## YOUR INSTRUCTIONS
Reproduce word for word the lines of the data below, from the line containing "to shingle roof." through the last line of the data, inclusive.

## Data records
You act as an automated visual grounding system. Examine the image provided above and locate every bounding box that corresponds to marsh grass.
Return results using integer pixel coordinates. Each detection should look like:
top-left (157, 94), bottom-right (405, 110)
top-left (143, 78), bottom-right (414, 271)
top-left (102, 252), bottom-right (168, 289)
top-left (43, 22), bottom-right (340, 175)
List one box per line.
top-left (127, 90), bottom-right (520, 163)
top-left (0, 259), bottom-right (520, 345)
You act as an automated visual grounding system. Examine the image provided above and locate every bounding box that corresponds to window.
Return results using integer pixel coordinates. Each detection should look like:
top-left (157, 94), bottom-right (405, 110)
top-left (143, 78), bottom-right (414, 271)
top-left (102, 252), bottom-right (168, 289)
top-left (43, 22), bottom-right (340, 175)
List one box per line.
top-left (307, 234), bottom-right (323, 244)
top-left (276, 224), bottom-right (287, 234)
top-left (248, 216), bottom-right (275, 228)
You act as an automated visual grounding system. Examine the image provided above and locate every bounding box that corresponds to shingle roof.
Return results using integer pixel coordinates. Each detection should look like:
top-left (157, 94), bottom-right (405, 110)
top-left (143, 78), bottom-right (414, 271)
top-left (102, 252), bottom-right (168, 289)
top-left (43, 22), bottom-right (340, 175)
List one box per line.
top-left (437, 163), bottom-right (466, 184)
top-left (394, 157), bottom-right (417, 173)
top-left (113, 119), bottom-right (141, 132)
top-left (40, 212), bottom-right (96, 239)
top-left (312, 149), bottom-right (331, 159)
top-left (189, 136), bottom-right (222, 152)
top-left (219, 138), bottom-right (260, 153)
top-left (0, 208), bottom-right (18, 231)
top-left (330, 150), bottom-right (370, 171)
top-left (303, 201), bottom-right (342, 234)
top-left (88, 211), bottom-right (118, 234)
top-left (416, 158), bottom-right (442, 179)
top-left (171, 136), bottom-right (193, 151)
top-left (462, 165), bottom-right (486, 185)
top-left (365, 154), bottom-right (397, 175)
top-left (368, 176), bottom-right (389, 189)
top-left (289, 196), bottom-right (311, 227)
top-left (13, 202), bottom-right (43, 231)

## THE REPLY
You act as an automated visual grounding system. Examine the image provided above and locate every bounding box that corresponds to shingle roof.
Return results using integer pixel coordinates. Each detection should look like:
top-left (157, 94), bottom-right (405, 110)
top-left (143, 78), bottom-right (414, 271)
top-left (102, 252), bottom-right (168, 289)
top-left (43, 22), bottom-right (340, 175)
List one box per line.
top-left (437, 163), bottom-right (466, 184)
top-left (394, 157), bottom-right (417, 173)
top-left (113, 119), bottom-right (141, 132)
top-left (40, 212), bottom-right (96, 239)
top-left (312, 149), bottom-right (331, 159)
top-left (189, 136), bottom-right (222, 152)
top-left (219, 138), bottom-right (260, 153)
top-left (0, 208), bottom-right (18, 231)
top-left (330, 150), bottom-right (370, 171)
top-left (303, 201), bottom-right (342, 234)
top-left (88, 211), bottom-right (118, 234)
top-left (416, 158), bottom-right (442, 179)
top-left (171, 136), bottom-right (193, 151)
top-left (462, 165), bottom-right (486, 185)
top-left (365, 154), bottom-right (397, 175)
top-left (368, 176), bottom-right (389, 189)
top-left (289, 196), bottom-right (311, 227)
top-left (13, 202), bottom-right (43, 231)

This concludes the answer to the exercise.